What to produce
Rewrite the listing below with every "positive clicks" changed to "foreground clicks" and nothing else altered, and leave the pictures out of your version.

Records for this exercise
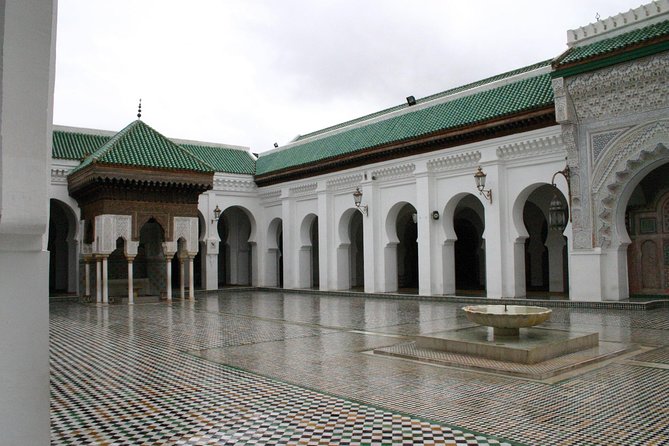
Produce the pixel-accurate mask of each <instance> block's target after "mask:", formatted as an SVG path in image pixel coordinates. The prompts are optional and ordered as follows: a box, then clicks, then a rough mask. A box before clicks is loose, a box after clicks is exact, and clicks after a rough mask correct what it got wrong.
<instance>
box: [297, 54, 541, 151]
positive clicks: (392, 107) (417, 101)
mask: <svg viewBox="0 0 669 446" xmlns="http://www.w3.org/2000/svg"><path fill="white" fill-rule="evenodd" d="M551 62H552V59H548V60H544V61H542V62H538V63H536V64H532V65H529V66H527V67H523V68H518V69H516V70H512V71H507V72H506V73H502V74H498V75H495V76H492V77H489V78H486V79H482V80H480V81H476V82H472V83H469V84H466V85H462V86H460V87H456V88H452V89H450V90H446V91H443V92H441V93H437V94H433V95H431V96H426V97H424V98H422V99H416V104H423V103H425V102H429V101H432V100H435V99H439V98H443V97H446V96H450V95H453V94H456V93H461V92H463V91H466V90H470V89H472V88H476V87H480V86H481V85H486V84H489V83H492V82H496V81H499V80H502V79H506V78H509V77H512V76H517V75H519V74H522V73H527V72H529V71H532V70H536V69H539V68H543V67H547V66H550V64H551ZM405 108H409V105H408V104H407V103H404V104H400V105H396V106H395V107H391V108H388V109H385V110H381V111H378V112H375V113H372V114H369V115H365V116H362V117H360V118H356V119H352V120H350V121H346V122H342V123H340V124H336V125H333V126H331V127H327V128H324V129H320V130H317V131H315V132H311V133H307V134H305V135H300V136H298V137H297V138H295V141H294V142H297V141H301V140H303V139H307V138H311V137H313V136H317V135H320V134H323V133H327V132H330V131H332V130H337V129H340V128H344V127H347V126H350V125H352V124H357V123H359V122H363V121H367V120H370V119H374V118H377V117H379V116H383V115H386V114H389V113H392V112H396V111H398V110H403V109H405Z"/></svg>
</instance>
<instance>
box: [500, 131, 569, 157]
mask: <svg viewBox="0 0 669 446" xmlns="http://www.w3.org/2000/svg"><path fill="white" fill-rule="evenodd" d="M564 149H565V147H564V142H563V141H562V135H551V136H544V137H541V138H535V139H530V140H526V141H518V142H515V143H512V144H504V145H502V146H499V147H498V148H497V156H498V157H499V158H500V159H504V160H509V159H519V158H529V157H532V156H536V155H546V154H550V153H556V152H564Z"/></svg>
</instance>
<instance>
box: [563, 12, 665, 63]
mask: <svg viewBox="0 0 669 446" xmlns="http://www.w3.org/2000/svg"><path fill="white" fill-rule="evenodd" d="M668 1H669V0H668ZM662 18H663V19H664V20H661V21H659V22H656V23H651V22H645V25H647V26H644V27H640V28H635V29H629V28H628V29H627V30H626V31H627V32H624V33H622V34H617V35H614V36H612V35H608V38H606V39H600V40H597V41H590V42H589V43H588V44H587V45H578V46H573V47H571V48H569V49H567V51H565V52H564V53H562V54H561V55H560V56H558V57H557V58H556V59H555V60H554V61H553V67H554V68H556V70H557V71H554V72H553V74H554V75H556V74H560V73H561V67H562V66H564V65H569V64H574V63H576V62H580V61H583V60H587V59H592V58H601V57H606V56H607V55H609V54H615V53H619V52H621V51H626V50H627V49H628V48H634V47H636V46H638V45H640V44H641V43H643V42H655V43H656V44H657V45H660V47H658V49H657V51H665V50H666V49H665V48H664V47H665V46H666V41H667V36H669V15H665V16H662ZM662 42H664V43H662ZM651 47H652V45H651V44H649V45H647V48H651ZM646 50H647V49H646ZM643 54H647V52H645V53H643Z"/></svg>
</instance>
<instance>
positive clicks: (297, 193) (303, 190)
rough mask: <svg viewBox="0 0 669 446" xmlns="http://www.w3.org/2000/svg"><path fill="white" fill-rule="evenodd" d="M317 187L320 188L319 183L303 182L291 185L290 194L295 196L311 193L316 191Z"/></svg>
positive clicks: (306, 194) (303, 194)
mask: <svg viewBox="0 0 669 446" xmlns="http://www.w3.org/2000/svg"><path fill="white" fill-rule="evenodd" d="M316 188H318V183H307V184H301V185H299V186H294V187H291V188H290V195H291V196H295V197H297V196H302V195H309V194H312V193H314V192H316Z"/></svg>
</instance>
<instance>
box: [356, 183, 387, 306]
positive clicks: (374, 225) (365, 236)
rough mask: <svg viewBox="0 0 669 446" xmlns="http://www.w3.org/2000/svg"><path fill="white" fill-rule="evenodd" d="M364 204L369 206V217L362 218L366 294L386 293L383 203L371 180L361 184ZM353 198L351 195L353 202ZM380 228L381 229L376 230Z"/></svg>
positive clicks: (362, 201) (377, 189) (362, 198)
mask: <svg viewBox="0 0 669 446" xmlns="http://www.w3.org/2000/svg"><path fill="white" fill-rule="evenodd" d="M360 190H361V191H362V204H363V205H366V206H367V215H363V216H362V234H363V237H362V245H363V248H362V249H363V258H364V260H363V262H364V264H365V293H378V292H384V291H385V285H384V275H383V274H382V271H383V264H384V258H383V247H382V242H381V239H382V237H383V235H382V233H383V231H382V230H380V228H382V227H383V226H382V223H381V214H382V212H381V209H380V207H381V201H380V200H379V199H378V197H377V195H378V192H377V191H378V186H376V184H375V183H373V182H372V181H371V180H367V179H366V178H365V180H364V181H363V182H362V183H361V184H360ZM352 200H353V196H352V195H351V201H352ZM375 228H379V229H375Z"/></svg>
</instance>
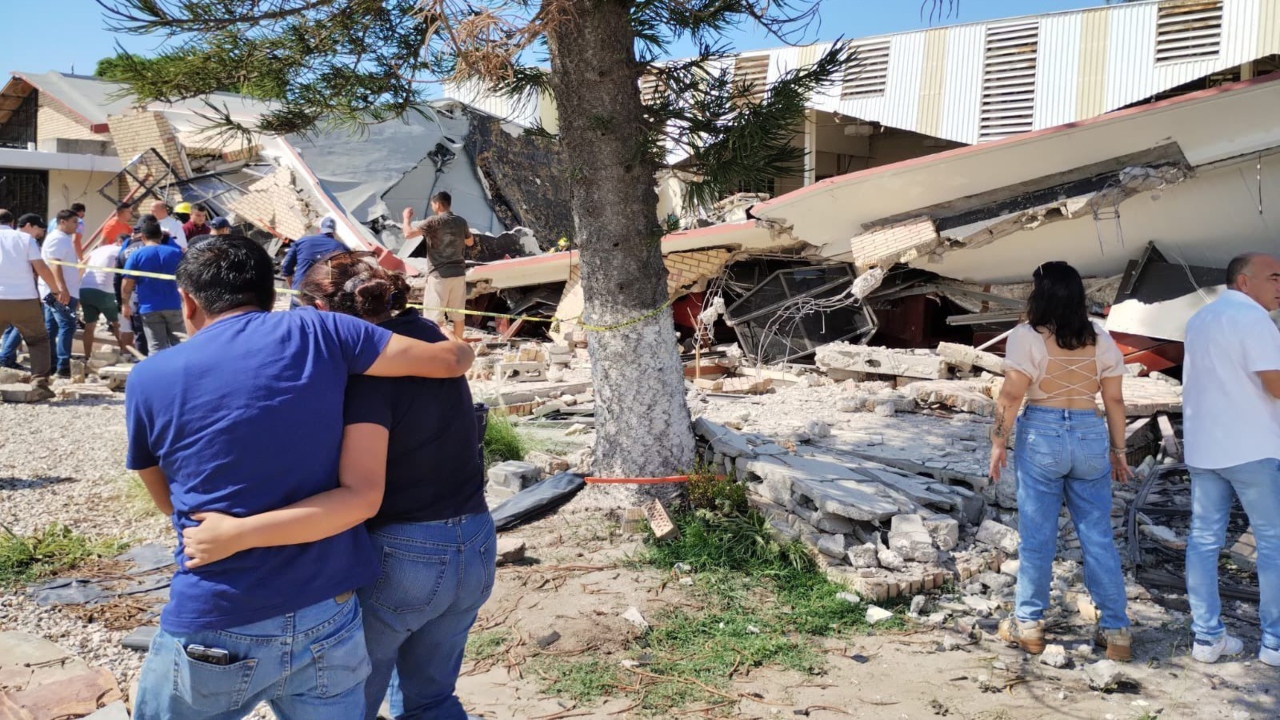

Result of this task
Produce the pixel-accurate mask of each <instance> block's target after "mask:", formatted as an SVG path in image pixel coordinates. The prompts are optional and ordered as follows: a box, then clicks, then a rough mask. A box before clicks is loose, a box after clicks is exact, and clicks after a rough mask correct what it got wrong.
<instance>
box: [297, 54, 541, 151]
foreground clicks: (392, 107) (417, 101)
mask: <svg viewBox="0 0 669 446" xmlns="http://www.w3.org/2000/svg"><path fill="white" fill-rule="evenodd" d="M551 62H552V59H548V60H544V61H542V62H538V63H536V64H532V65H529V66H527V67H523V68H518V69H516V70H512V71H507V72H506V73H502V74H498V75H495V76H492V77H489V78H486V79H482V80H480V81H476V82H472V83H469V84H466V85H462V86H460V87H456V88H452V89H450V90H446V91H443V92H441V93H437V94H433V95H431V96H426V97H424V98H422V99H416V104H423V103H425V102H429V101H432V100H435V99H439V98H443V97H446V96H450V95H453V94H456V93H461V92H463V91H466V90H470V89H472V88H476V87H480V86H481V85H486V84H489V83H492V82H496V81H499V80H502V79H506V78H509V77H512V76H517V75H519V74H522V73H527V72H529V71H532V70H536V69H539V68H543V67H547V66H550V64H551ZM405 108H409V105H408V104H407V103H404V104H400V105H396V106H395V107H391V108H388V109H385V110H381V111H378V112H375V113H372V114H369V115H365V116H362V117H360V118H356V119H352V120H350V121H346V122H342V123H340V124H336V125H333V126H331V127H327V128H324V129H320V130H317V131H315V132H311V133H307V134H305V135H300V136H298V137H297V138H295V141H294V142H297V141H301V140H303V139H307V138H311V137H313V136H317V135H320V134H323V133H327V132H330V131H332V130H337V129H340V128H344V127H347V126H350V125H352V124H357V123H359V122H363V121H367V120H370V119H374V118H377V117H379V116H383V115H386V114H389V113H392V112H396V111H398V110H403V109H405Z"/></svg>
</instance>
<instance>
box: [500, 131, 569, 157]
mask: <svg viewBox="0 0 669 446" xmlns="http://www.w3.org/2000/svg"><path fill="white" fill-rule="evenodd" d="M564 149H565V147H564V142H563V141H562V135H551V136H544V137H541V138H535V139H530V140H526V141H518V142H515V143H512V144H504V145H502V146H499V147H498V148H497V156H498V157H499V158H500V159H504V160H509V159H519V158H529V157H532V156H536V155H546V154H550V153H556V152H564Z"/></svg>
</instance>
<instance>
box: [563, 12, 665, 63]
mask: <svg viewBox="0 0 669 446" xmlns="http://www.w3.org/2000/svg"><path fill="white" fill-rule="evenodd" d="M668 1H669V0H668ZM662 18H663V19H664V20H661V21H659V22H656V23H651V22H645V25H647V26H644V27H640V28H635V29H629V28H628V29H627V30H626V31H627V32H624V33H622V34H617V35H614V36H612V35H608V38H606V39H600V40H597V41H590V42H589V43H588V44H587V45H578V46H573V47H571V48H569V49H567V51H565V52H564V53H562V54H561V55H560V56H558V57H557V58H556V59H555V60H554V61H553V67H554V68H556V70H557V71H554V72H553V74H554V75H556V74H560V73H561V67H562V66H564V65H569V64H574V63H576V62H580V61H583V60H587V59H592V58H601V57H606V56H607V55H609V54H615V53H619V52H621V51H626V50H627V49H628V48H634V47H636V46H638V45H640V44H641V43H643V42H655V43H656V44H657V45H660V47H658V49H657V51H665V50H666V49H665V48H664V47H665V46H666V41H667V36H669V15H665V16H662ZM662 42H664V43H662ZM651 47H652V45H651V44H649V45H647V48H651ZM646 50H647V49H646ZM643 54H647V52H645V53H643Z"/></svg>
</instance>
<instance>
foreground clicks: (297, 193) (303, 190)
rough mask: <svg viewBox="0 0 669 446" xmlns="http://www.w3.org/2000/svg"><path fill="white" fill-rule="evenodd" d="M317 187L320 188L319 183L303 182L291 185L290 194L295 196L311 193L316 191Z"/></svg>
foreground clicks: (306, 194) (303, 194)
mask: <svg viewBox="0 0 669 446" xmlns="http://www.w3.org/2000/svg"><path fill="white" fill-rule="evenodd" d="M316 188H318V183H307V184H301V185H299V186H294V187H291V188H290V195H291V196H295V197H297V196H302V195H309V194H312V193H314V192H316Z"/></svg>
</instance>
<instance>
box: [356, 183, 387, 306]
foreground clicks: (374, 225) (365, 236)
rough mask: <svg viewBox="0 0 669 446" xmlns="http://www.w3.org/2000/svg"><path fill="white" fill-rule="evenodd" d="M364 204L369 206V217L362 218L366 294L386 293L383 203L371 180L361 184ZM353 198L351 195L353 202ZM380 228L381 229L376 230Z"/></svg>
foreground clicks: (362, 201) (377, 189) (362, 198)
mask: <svg viewBox="0 0 669 446" xmlns="http://www.w3.org/2000/svg"><path fill="white" fill-rule="evenodd" d="M360 190H361V191H362V204H363V205H366V206H367V215H363V216H362V234H363V237H362V245H363V248H362V249H363V258H364V260H363V262H364V264H365V293H378V292H384V291H385V285H384V275H383V274H382V271H383V264H384V258H383V247H382V242H381V239H382V237H383V235H382V233H383V231H382V230H380V228H382V227H383V226H382V223H381V214H382V212H381V209H380V207H381V201H380V200H379V199H378V197H377V195H378V192H377V191H378V186H376V184H375V183H373V182H372V181H371V180H367V179H366V178H365V180H364V181H363V182H362V183H361V184H360ZM352 200H353V196H352V195H351V201H352ZM375 228H379V229H375Z"/></svg>
</instance>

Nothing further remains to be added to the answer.